• **Task directions**
Leave out the pictures; transcribe all else exactly.

• **Location labeling records**
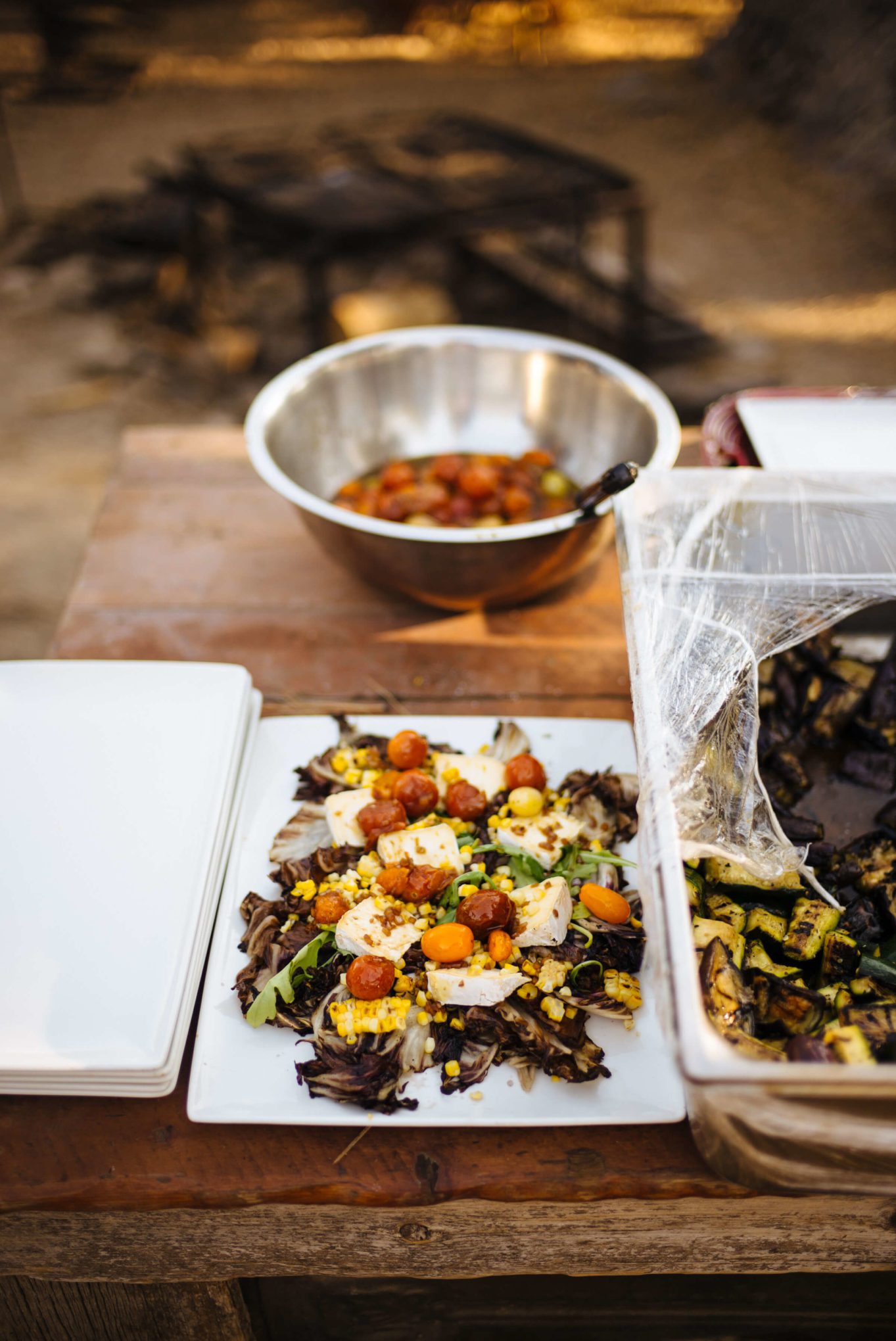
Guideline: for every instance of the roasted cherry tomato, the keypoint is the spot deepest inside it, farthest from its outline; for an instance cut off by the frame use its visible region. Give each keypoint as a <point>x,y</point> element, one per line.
<point>463,801</point>
<point>384,786</point>
<point>478,482</point>
<point>393,880</point>
<point>425,883</point>
<point>416,791</point>
<point>487,910</point>
<point>605,903</point>
<point>329,908</point>
<point>526,772</point>
<point>371,977</point>
<point>447,943</point>
<point>397,475</point>
<point>501,947</point>
<point>408,750</point>
<point>381,817</point>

• **Task solution**
Guideline: for every instance of the roasted cherry tomato, the keypoint is the spot deepest inside it, farthest from its outline; for an instance cut off by the frame use its visible region. Give each keypoint as a <point>x,y</point> element, one per line.
<point>463,801</point>
<point>384,786</point>
<point>478,482</point>
<point>393,880</point>
<point>425,883</point>
<point>416,791</point>
<point>487,910</point>
<point>605,903</point>
<point>329,908</point>
<point>526,772</point>
<point>371,977</point>
<point>447,943</point>
<point>397,475</point>
<point>501,947</point>
<point>408,750</point>
<point>381,817</point>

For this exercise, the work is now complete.